Задания к упражнению:
a) Повторите дословно отрывок из текста о звуковой организации стиха: начните со слов «Рассмотрим основные фонологические» и остановитесь после слов «консонантизм (гб – бг).».
b) Как изложить текст о звуковой организации стиха в трех предложениях? Напишите такое изложение.
c) Продолжите текст о звуковой организации стиха, начав сразу после его последнего предложения.

Исходный текст:
——

Анализ поэтического текста. Структура стиха — страница 16 из 60

Рассмотрим основные фонологические связи отрывка из поэмы М. Цветаевой. В первом стихе – устойчивое аллитерационное соединение: зерном загубленная. Сопоставление этих двух слов и связь с мифом о Персефоне активизируют в «зерне» мифологический сюжет: «съедание плода (символ любви) – причина гибели». Однако эта связь «зерна» с любовной символикой раскрывается в полной мере только через фонологические связи второго стиха. Если совпадение начального «з» объединяет «зерном» и «загубленная», то общность группы «губ» связывает конец первой строки со второй, а семантику гибели со значением «губы». При этом вторая строка очень тесно спаяна фонологически: «упорствующий» повторяет вокализм первого слова (уб-уп), а «багрец» – его консонантизм (гб – бг).

В результате складывается некоторое семантическое целое, включающее пересечение областей значений этих трех слов.

Весь этот цикл значений связан с Персефоной, которая в приведенном отрывке замещает «я» других глав поэмы. Противопоставленное ему «ты» также имеет свое фонологическое «распространение». «Зазубринами», «звезды золотой зубец» – модуляция «з-зуб – зв-зд – злт – зуб» создает связанный ряд, общее, возникающее на пересечении лексических значений компонентов, семантическое содержание которого приписывается «ресницам». Эти два значимых ряда, воспроизводя конфликт «я» и «ты», сближены и противопоставлены звуковой соотнесенностью: «загубленная-зазубринами» и «багрец-зубец».

Таким образом, фонологическая организация текста образует сверхъязыковые связи, которые приобретают характер организации смысла.

Распространено представление о том, что звуковая организация текста – это конструкция, составленная из некоторых специально подобранных поэтом звучаний. Причем под «звучаниями» понимаются акустические единицы определенной физической природы. Исходя из этих представлений, говорят, что, изучая звуковую организацию, следует обращать внимание на транскрипцию, а не на графику. На деле вопрос значительно сложнее. Организация строится по нескольким уровням: в одних случаях упорядочены дифференциальные признаки фонем или же аллоформы (это особенно существенно для языков, в которых произношение фонемы зависит от позиции ее в слове)[56], как в современной русской поэзии, в других – фонемы, в третьих – в организацию включаются и морфологические упорядоченности. Так, предлог «с» в определенных позициях будет произноситься звонко, но из-за общности морфологической функции он будет отождествляться с глухими произношениями этого предлога.

——

Исходный фрагмент:
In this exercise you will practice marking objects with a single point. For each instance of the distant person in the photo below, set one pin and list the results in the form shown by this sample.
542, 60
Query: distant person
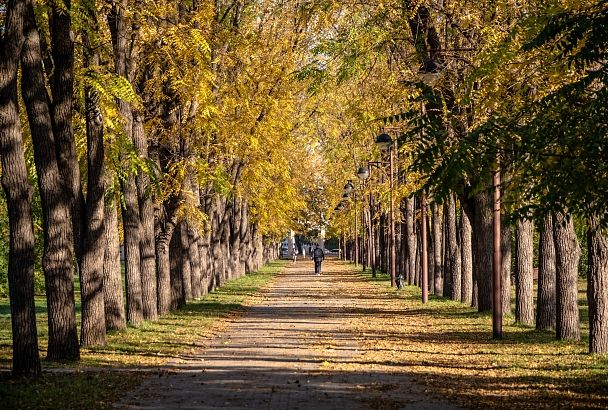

——

Список ответов:
a)
Рассмотрим основные фонологические связи отрывка из поэмы М. Цветаевой. В первом стихе – устойчивое аллитерационное соединение: зерном загубленная. Сопоставление этих двух слов и связь с мифом о Персефоне активизируют в «зерне» мифологический сюжет: «съедание плода (символ любви) – причина гибели». Однако эта связь «зерна» с любовной символикой раскрывается в полной мере только через фонологические связи второго стиха. Если совпадение начального «з» объединяет «зерном» и «загубленная», то общность группы «губ» связывает конец первой строки со второй, а семантику гибели со значением «губы». При этом вторая строка очень тесно спаяна фонологически: «упорствующий» повторяет вокализм первого слова (уб-уп), а «багрец» – его консонантизм (гб – бг).

b) На примере отрывка из поэмы М. Цветаевой показано, как аллитерации и повторы звуковых групп («зерном загубленная», «губ», «багрец», «зубец») связывают слова в смысловые ряды, соотнесенные с Персефоной, замещающей «я», и с противопоставленным ей «ты». Таким образом, фонологическая организация текста образует сверхъязыковые связи, приобретающие характер организации смысла. Звуковая организация строится не только из подобранных поэтом акустических звучаний, а по нескольким уровням: упорядочиваться могут дифференциальные признаки фонем или аллоформы, фонемы, а также морфологические упорядоченности.

c)
Вы – с отрыжками, я – с книжками,

С трюфелем, я – с грифелем,

Вы – с оливками, я – с рифмами,

С пикулем, я – с дактилем.

М. Цветаева, Квиты.

«С» здесь произносится то как «с», то как «з», но морфологическая (и графическая) общность заставляет обращать внимание на бесспорное единство этого элемента в повторяющейся структуре текста. В этом случае внимание к графике стиха даст больше, чем транскрибирование.

В обычной речи соотношение уровней дифференциальных признаков фонем, графем, морфем автоматизировано, и мы воспринимаем все эти стороны в единстве. В поэзии, поскольку одни из этих уровней в тексте могут быть дополнительно упорядочены, а другие нет, между их соотнесенностью возникает свобода, позволяющая сделать значимой самую систему соотношений. В зависимости от того, что в этом комплексе будет в наибольшей мере упорядочено, может быть полезно прибегнуть к анализу транскрипции, фиксирующей реальное произношение, морфемной или графической записи.

Из сказанного можно сделать ряд выводов. Самый существенный из них – тот, что так называемая музыкальность стиха не есть явление акустическое по своей природе. В этом смысле противопоставление «музыкальности» и «содержательности», в лучшем случае, просто не верно. Музыкальность стиха рождается за счет того напряжения, которое возникает, когда одни и те же фонемы несут различную структурную нагрузку. Чем больше несовпадений – смысловых, грамматических, интонационных и других – падает на совпадающие фонемы, чем ощутимее этот разрыв между повтором на уровне фонемы и отличием на уровнях любых ее значений, тем музыкальнее, звучнее кажется текст слушателю. Из этого вытекает, что звучность текста не есть его абсолютное, чисто физическое свойство. Для слушателя, который заранее знает весь набор возможных у данного поэта или направления рифм, невозможно яркое восприятие фонологической стороны текста. С этим связано известное в истории поэзии явление – старение слов. Слова «в привычку входят, ветшают как платье» (Маяковский). Об устарении рифм писал и Пушкин, и многие после него. Однако лексический состав языка меняется не столь быстро, и «устаревшая» в одной системе рифма, запрещенный в силу своей банальности тип звуковой организации, вступая в новые культурные контексты, становится неожиданным, способным нести информацию. Звучание слов «молодеет», хотя сами эти слова остаются по своему фонетическому составу без изменений.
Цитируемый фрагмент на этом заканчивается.